* **Source document**:

□ □ □ □ □

What is consciousness? In the traditional view, consciousness is a state of self-awareness in which the brain can experience perceptions; but which suddenly disappears in anaesthesia, coma or dreamless sleep. However, the common belief that there is sharp edge between an underlying unconscious state and consciousness is being challenged by new neurophysiological findings and theoretical models.
Is an isolated network of cells, a piece of mammal brain confined in a dish (an in vitro preparation) “conscious of itself”? if so, how can this be demonstrated? And by extension, is it a complex neuronal network model, capable of emulating the causal computations of such neuronal circuit, able to perform conscious functions somehow?
These and connected topics were the focus of the discussions during my fascinating visit last June to the Sanchez-Vives Lab http://www.sanchez-vives.org/ , within the Institute for Biomedical Research IDIBAPS; located in the core of the city of Barcelona, in the picturesque carrer Rosello. The visit was supported the Erasmus + Funds for Staff Mobility, https://www.erasmusplus.org.uk/apply-for-higher-education-student-and-staff-mobility-funding; through Global BU at Bournemouth University, coordinated by Ms Elaine Asbridge.
Professor Maria-Victora Sanchez-Vives is the leader of associated project within the large Human Brain Project initiative, https://www.humanbrainproject.eu/en/ a FLAGSHIP FET 2020 project, spanning for 10 years and involving the over 100 European Universities. Mavi Sanchez-Vives also co-supervises a Bournemouth University PhD student, Mr Roman Arango-Cabrera; his research focuses on studying the rhythms of the spontaneous neuronal activity in isolated cortical slices in vitro.
I was particularly keen to know directly from the team of experienced postdoctoral researchers the experimental process leading to the datasets that Roman has been analysing. Likewise, I was very excited about explaining Mavi and the team the new the new ideas that we are designing in Bournemouth right now.

□ □ □ □ □

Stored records
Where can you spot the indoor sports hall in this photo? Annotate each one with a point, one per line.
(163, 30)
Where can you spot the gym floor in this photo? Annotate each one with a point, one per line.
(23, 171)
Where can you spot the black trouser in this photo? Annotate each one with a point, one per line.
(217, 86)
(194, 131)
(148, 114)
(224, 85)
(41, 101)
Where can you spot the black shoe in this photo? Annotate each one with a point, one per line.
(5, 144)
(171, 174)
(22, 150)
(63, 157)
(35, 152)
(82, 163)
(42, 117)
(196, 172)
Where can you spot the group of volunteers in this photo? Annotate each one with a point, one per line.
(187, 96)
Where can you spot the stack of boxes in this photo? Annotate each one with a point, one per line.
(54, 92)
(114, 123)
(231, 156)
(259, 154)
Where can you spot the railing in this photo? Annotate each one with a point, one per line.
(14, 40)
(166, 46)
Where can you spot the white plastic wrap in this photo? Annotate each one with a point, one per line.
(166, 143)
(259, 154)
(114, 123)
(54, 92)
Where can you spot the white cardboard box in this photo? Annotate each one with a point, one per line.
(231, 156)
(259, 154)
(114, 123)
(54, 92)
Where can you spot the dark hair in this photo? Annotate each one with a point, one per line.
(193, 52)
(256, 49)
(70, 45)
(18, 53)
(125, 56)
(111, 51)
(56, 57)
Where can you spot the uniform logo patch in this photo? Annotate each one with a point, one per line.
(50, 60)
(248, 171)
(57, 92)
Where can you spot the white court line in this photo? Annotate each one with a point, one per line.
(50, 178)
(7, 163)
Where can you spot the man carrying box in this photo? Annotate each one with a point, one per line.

□ □ □ □ □

* **Set of tasks**:
(a) In the text on consciousness, what funding supported the visit to the Sanchez-Vives Lab?
(b) Quote the text on consciousness starting at "What is consciousness?" and ending at "conscious functions somehow?".

* **Task responses**:
(a) The Erasmus + Funds for Staff Mobility, through Global BU at Bournemouth University.

(b)
What is consciousness? In the traditional view, consciousness is a state of self-awareness in which the brain can experience perceptions; but which suddenly disappears in anaesthesia, coma or dreamless sleep. However, the common belief that there is sharp edge between an underlying unconscious state and consciousness is being challenged by new neurophysiological findings and theoretical models.
Is an isolated network of cells, a piece of mammal brain confined in a dish (an in vitro preparation) “conscious of itself”? if so, how can this be demonstrated? And by extension, is it a complex neuronal network model, capable of emulating the causal computations of such neuronal circuit, able to perform conscious functions somehow?